## Given request:
Reproduce the records below, starting at the line that has "TARGET = cannon barrel" and stopping after the line that has "[(521, 404)]", renaming "gold tassel" to "yellow tassel" and leaving everything else unchanged.

## Data to use:
________________

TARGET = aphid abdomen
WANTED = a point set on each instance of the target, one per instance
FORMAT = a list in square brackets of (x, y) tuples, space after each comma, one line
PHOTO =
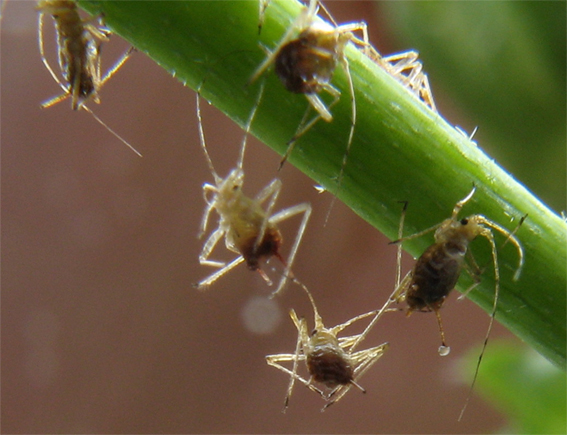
[(329, 365), (435, 274), (268, 247), (78, 51), (304, 66)]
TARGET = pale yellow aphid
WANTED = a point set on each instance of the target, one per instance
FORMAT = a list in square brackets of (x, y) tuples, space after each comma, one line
[(78, 45), (330, 360), (248, 229)]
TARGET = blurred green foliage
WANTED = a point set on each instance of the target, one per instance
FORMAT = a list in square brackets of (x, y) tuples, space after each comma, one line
[(503, 64), (521, 383)]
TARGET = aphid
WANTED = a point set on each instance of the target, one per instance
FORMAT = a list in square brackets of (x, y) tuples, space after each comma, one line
[(248, 229), (406, 68), (437, 271), (330, 360), (305, 60), (79, 43)]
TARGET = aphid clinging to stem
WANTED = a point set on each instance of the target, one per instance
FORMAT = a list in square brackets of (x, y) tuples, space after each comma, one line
[(437, 270), (79, 44), (330, 360), (305, 60), (248, 229)]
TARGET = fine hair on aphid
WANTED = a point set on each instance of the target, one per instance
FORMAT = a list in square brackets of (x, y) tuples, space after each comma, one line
[(248, 229), (437, 270), (330, 360), (79, 44), (305, 60)]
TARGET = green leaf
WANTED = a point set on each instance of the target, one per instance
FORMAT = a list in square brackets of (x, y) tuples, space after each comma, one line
[(523, 385), (401, 150)]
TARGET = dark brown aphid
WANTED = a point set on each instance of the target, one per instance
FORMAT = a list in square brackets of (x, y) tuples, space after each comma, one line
[(248, 229), (437, 271), (79, 43), (305, 60), (330, 360)]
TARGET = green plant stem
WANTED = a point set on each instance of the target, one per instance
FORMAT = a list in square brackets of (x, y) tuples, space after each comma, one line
[(401, 149)]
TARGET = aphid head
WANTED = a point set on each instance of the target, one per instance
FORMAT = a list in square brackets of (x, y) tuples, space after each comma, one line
[(458, 231), (322, 337), (232, 184)]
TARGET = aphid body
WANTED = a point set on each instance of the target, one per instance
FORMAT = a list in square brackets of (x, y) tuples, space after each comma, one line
[(78, 49), (438, 269), (79, 44), (305, 60), (248, 229), (330, 360)]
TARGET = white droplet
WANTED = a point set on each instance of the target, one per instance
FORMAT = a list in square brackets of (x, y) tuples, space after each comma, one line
[(261, 315)]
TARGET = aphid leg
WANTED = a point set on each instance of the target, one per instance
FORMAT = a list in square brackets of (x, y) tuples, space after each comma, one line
[(275, 360), (208, 248), (118, 65), (474, 271), (408, 69), (287, 213), (488, 234), (210, 206), (205, 283), (323, 112), (249, 125), (46, 63), (512, 238)]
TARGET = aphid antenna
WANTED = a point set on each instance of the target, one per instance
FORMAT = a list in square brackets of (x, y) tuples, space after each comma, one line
[(202, 141), (110, 130), (391, 299), (249, 124), (349, 141), (2, 7), (512, 238)]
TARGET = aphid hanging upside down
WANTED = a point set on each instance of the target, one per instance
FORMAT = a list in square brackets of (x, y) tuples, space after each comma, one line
[(305, 60), (248, 229), (437, 271), (330, 360), (79, 43)]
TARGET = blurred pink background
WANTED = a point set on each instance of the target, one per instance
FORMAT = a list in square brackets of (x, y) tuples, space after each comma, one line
[(101, 329)]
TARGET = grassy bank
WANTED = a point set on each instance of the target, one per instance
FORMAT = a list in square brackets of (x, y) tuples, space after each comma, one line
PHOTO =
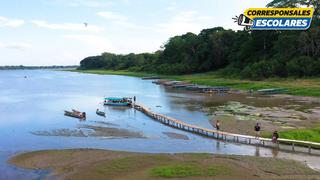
[(300, 87), (102, 164)]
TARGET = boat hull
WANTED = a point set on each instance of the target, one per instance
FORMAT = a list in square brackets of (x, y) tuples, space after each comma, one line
[(117, 104)]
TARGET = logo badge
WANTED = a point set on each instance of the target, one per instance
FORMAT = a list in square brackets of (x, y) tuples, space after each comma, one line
[(275, 18)]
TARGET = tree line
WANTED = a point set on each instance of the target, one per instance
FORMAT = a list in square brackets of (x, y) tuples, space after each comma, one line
[(248, 54)]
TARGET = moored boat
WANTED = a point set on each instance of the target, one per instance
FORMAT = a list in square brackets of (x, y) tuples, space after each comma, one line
[(112, 101), (100, 113)]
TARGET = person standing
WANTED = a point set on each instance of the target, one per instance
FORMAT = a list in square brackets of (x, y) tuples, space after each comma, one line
[(257, 129), (218, 125), (275, 136)]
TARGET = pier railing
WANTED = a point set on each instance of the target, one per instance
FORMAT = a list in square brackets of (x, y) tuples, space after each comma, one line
[(283, 144)]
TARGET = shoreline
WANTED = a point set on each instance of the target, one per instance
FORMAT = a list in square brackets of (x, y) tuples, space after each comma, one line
[(240, 126), (89, 163), (310, 87)]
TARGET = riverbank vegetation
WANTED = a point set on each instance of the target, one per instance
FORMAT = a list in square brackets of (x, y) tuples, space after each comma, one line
[(301, 86), (102, 164), (254, 55)]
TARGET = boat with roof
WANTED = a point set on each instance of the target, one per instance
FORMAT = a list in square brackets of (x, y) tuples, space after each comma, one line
[(115, 101)]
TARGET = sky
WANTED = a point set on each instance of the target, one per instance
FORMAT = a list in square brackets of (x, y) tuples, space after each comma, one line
[(53, 32)]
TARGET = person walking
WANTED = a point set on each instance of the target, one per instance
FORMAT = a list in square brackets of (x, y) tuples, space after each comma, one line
[(257, 129), (218, 125)]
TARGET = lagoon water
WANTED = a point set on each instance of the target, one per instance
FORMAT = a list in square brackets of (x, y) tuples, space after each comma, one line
[(36, 103)]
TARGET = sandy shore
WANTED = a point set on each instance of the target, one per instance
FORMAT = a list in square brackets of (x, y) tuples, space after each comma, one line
[(103, 164), (91, 131), (176, 135)]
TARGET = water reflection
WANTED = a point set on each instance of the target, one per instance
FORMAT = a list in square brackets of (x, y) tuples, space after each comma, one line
[(37, 104)]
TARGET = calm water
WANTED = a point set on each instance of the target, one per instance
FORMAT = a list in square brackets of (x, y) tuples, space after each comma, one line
[(36, 103)]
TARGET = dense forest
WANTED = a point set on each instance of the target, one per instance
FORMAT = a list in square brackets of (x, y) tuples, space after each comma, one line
[(248, 54)]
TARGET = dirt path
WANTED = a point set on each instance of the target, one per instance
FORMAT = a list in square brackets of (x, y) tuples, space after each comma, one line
[(102, 164)]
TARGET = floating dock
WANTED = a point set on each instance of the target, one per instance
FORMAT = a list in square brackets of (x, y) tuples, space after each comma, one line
[(282, 144)]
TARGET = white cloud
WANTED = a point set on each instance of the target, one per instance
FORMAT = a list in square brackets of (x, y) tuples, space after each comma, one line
[(67, 26), (6, 22), (15, 45), (112, 16), (98, 43), (183, 22), (84, 3)]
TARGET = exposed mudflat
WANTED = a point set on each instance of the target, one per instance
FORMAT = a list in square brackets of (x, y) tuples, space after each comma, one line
[(91, 131), (176, 135)]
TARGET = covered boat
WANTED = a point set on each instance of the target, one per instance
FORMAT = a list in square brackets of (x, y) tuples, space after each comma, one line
[(75, 114), (100, 113), (112, 101)]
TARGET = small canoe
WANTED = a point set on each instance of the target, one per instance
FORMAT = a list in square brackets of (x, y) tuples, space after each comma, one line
[(100, 113)]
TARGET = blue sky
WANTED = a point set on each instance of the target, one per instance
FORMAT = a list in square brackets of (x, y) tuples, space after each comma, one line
[(52, 32)]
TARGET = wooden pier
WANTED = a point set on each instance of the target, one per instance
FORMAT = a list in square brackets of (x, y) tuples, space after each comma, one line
[(283, 144)]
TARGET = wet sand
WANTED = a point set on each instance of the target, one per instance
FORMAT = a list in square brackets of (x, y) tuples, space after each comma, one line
[(241, 116), (103, 164), (176, 135)]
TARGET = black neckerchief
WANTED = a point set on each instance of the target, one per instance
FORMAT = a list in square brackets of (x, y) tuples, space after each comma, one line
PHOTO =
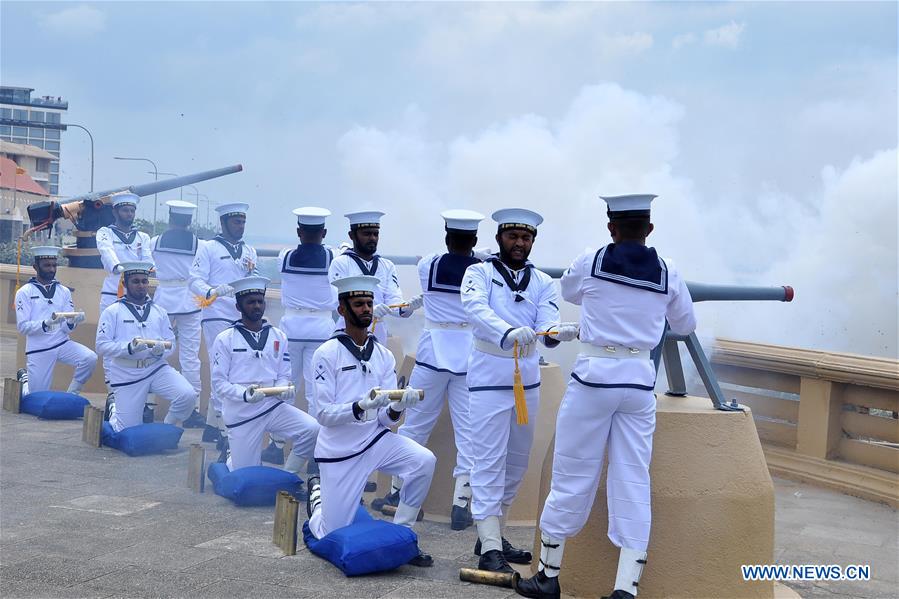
[(125, 237), (49, 291), (248, 336), (137, 315), (363, 355), (361, 263), (503, 271), (235, 249)]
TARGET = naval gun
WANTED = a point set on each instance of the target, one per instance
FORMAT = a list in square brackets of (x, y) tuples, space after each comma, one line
[(90, 211)]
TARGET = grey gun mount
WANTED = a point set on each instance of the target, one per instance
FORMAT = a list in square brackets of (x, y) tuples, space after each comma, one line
[(91, 211)]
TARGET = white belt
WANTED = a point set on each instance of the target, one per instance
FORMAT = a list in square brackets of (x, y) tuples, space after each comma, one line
[(615, 352), (144, 363), (492, 349), (307, 312), (171, 282), (446, 326)]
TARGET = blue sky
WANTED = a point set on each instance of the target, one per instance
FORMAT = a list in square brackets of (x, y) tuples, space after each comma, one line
[(747, 118)]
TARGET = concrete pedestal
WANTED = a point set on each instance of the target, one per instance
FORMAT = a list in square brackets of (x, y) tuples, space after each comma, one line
[(712, 504)]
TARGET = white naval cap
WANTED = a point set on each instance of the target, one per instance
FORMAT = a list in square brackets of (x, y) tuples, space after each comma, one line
[(355, 286), (180, 207), (311, 216), (124, 199), (366, 218), (629, 205), (45, 251), (462, 220), (517, 218), (250, 285), (232, 209), (136, 267)]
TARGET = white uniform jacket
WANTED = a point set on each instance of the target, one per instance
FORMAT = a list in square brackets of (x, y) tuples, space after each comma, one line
[(173, 253), (121, 322), (626, 293), (219, 262), (242, 358), (35, 303), (117, 246), (342, 374), (445, 342)]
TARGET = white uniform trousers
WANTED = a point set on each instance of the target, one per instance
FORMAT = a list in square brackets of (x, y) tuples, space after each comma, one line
[(187, 332), (342, 482), (422, 417), (40, 364), (211, 330), (285, 422), (589, 419), (166, 382), (500, 448)]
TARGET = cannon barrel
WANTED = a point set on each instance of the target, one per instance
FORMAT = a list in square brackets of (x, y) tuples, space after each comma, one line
[(705, 292)]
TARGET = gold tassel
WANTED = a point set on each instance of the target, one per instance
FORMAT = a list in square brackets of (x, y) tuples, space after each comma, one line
[(521, 404)]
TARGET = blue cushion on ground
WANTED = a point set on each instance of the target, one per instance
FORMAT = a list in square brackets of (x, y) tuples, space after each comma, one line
[(143, 439), (366, 546), (253, 485), (53, 405)]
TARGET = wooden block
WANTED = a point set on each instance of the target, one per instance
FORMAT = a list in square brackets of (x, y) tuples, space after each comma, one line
[(196, 468), (93, 426), (12, 393), (284, 534)]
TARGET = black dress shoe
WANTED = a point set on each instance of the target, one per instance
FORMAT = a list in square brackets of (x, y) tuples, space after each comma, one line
[(422, 560), (512, 554), (460, 518), (493, 561), (539, 586)]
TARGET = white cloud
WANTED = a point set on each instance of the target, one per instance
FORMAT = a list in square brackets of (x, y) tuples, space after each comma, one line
[(79, 21), (727, 36)]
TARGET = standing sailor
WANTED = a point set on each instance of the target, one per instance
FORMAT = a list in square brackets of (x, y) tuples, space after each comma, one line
[(441, 361), (47, 333), (507, 301), (355, 416), (174, 252), (363, 259), (219, 261), (247, 356), (626, 293), (134, 337)]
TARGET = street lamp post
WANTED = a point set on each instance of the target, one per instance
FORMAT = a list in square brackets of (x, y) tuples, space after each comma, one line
[(86, 130), (155, 176)]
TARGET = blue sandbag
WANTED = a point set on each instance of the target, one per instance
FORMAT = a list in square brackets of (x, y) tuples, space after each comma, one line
[(366, 546), (253, 485), (143, 439), (53, 405)]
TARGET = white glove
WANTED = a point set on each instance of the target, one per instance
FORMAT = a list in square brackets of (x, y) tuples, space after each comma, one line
[(253, 395), (567, 331), (224, 290), (415, 303), (526, 338), (380, 311), (135, 347)]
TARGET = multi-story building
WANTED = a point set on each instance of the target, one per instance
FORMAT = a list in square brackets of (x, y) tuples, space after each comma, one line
[(35, 122)]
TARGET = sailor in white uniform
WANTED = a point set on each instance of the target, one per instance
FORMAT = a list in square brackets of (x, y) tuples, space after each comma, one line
[(174, 252), (507, 301), (219, 261), (137, 368), (249, 355), (441, 360), (626, 293), (363, 259), (47, 334), (355, 437)]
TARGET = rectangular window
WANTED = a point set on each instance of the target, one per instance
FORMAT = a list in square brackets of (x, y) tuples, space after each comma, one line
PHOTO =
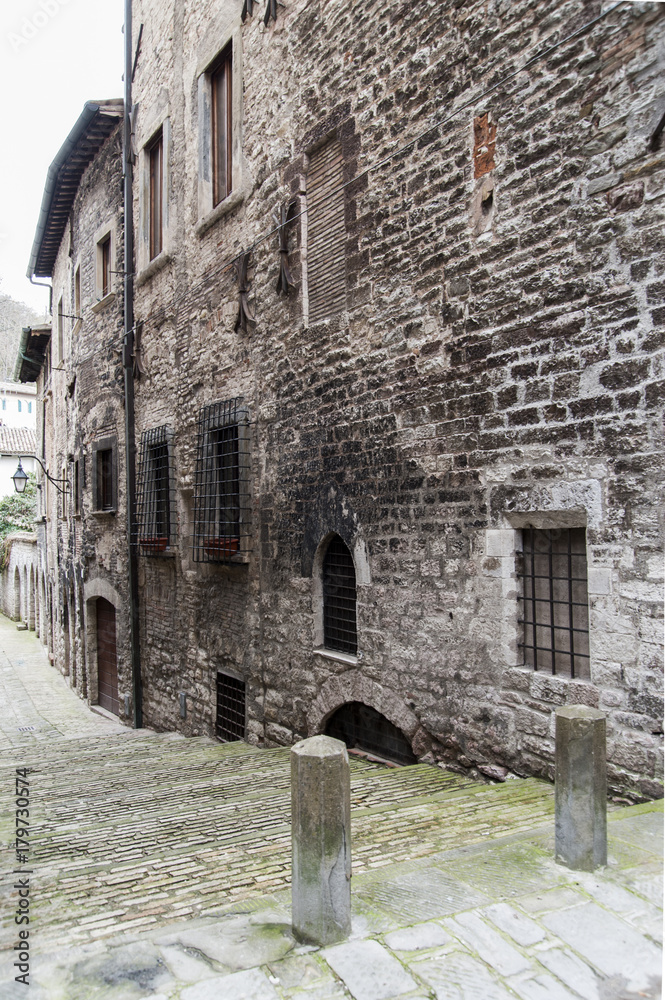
[(61, 331), (230, 722), (155, 492), (156, 160), (105, 265), (222, 120), (221, 504), (63, 496), (77, 488), (555, 614), (77, 292), (104, 478), (326, 233)]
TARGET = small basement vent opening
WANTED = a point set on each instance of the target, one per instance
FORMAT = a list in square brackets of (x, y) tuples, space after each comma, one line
[(363, 728), (230, 722)]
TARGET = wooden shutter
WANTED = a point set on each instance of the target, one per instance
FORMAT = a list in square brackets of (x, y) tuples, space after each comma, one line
[(326, 233)]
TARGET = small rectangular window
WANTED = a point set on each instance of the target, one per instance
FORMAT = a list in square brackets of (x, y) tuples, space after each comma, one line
[(155, 492), (230, 722), (552, 568), (61, 330), (77, 488), (104, 475), (222, 160), (105, 265), (221, 503), (326, 233), (77, 292), (156, 157)]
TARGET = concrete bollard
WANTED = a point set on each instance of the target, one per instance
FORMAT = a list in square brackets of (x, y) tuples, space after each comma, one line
[(321, 840), (580, 793)]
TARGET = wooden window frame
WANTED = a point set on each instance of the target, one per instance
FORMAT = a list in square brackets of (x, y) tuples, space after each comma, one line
[(155, 158), (105, 482), (221, 133), (105, 275)]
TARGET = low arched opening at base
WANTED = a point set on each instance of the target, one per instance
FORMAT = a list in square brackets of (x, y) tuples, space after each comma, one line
[(363, 728)]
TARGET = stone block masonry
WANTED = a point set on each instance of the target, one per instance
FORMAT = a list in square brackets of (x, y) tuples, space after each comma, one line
[(496, 368)]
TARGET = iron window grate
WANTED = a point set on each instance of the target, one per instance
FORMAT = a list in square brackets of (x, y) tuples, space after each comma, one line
[(555, 616), (230, 722), (155, 495), (339, 599), (221, 500)]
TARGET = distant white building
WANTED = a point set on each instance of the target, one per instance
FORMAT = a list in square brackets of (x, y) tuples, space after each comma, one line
[(18, 405), (17, 431)]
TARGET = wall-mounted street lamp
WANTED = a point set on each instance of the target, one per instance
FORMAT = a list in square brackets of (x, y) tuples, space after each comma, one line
[(20, 477)]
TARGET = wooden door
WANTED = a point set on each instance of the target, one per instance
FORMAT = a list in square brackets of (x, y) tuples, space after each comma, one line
[(107, 661)]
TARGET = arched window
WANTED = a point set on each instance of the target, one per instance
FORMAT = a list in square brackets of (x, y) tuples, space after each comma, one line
[(339, 598)]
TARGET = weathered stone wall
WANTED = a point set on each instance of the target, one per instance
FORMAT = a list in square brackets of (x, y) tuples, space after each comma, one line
[(19, 580), (499, 364), (83, 393)]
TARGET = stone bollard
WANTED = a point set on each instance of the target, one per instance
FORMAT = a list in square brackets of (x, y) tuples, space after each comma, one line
[(580, 793), (321, 840)]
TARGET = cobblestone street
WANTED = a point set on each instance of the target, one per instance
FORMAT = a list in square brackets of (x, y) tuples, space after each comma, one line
[(161, 869)]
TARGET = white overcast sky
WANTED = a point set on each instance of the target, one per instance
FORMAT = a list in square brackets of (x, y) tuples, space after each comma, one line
[(54, 56)]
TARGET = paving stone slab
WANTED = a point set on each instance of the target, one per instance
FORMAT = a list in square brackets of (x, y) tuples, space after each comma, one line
[(573, 972), (608, 943), (460, 976), (251, 984), (417, 938), (368, 971), (521, 929), (542, 988)]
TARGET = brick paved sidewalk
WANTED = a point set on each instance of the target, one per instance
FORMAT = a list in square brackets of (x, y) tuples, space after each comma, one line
[(162, 871)]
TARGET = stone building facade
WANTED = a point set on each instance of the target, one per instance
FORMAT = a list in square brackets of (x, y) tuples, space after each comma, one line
[(80, 428), (425, 411)]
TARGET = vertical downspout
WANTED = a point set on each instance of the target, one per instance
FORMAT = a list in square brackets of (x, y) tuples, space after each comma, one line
[(128, 364)]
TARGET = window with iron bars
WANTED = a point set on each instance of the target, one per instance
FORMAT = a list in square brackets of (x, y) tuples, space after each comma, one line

________________

## Exercise result:
TARGET = cannon barrel
WANTED = a point set on each instance of the target, one per instance
FORMAT = a list in square brackets of (x, y) tuples, space after each comma, one line
[(705, 292)]
TARGET = yellow tassel
WANTED = a point set on each instance of the target, one per instance
FORMAT = a list in square brackets of (x, y) tuples, space after each comma, one line
[(521, 404)]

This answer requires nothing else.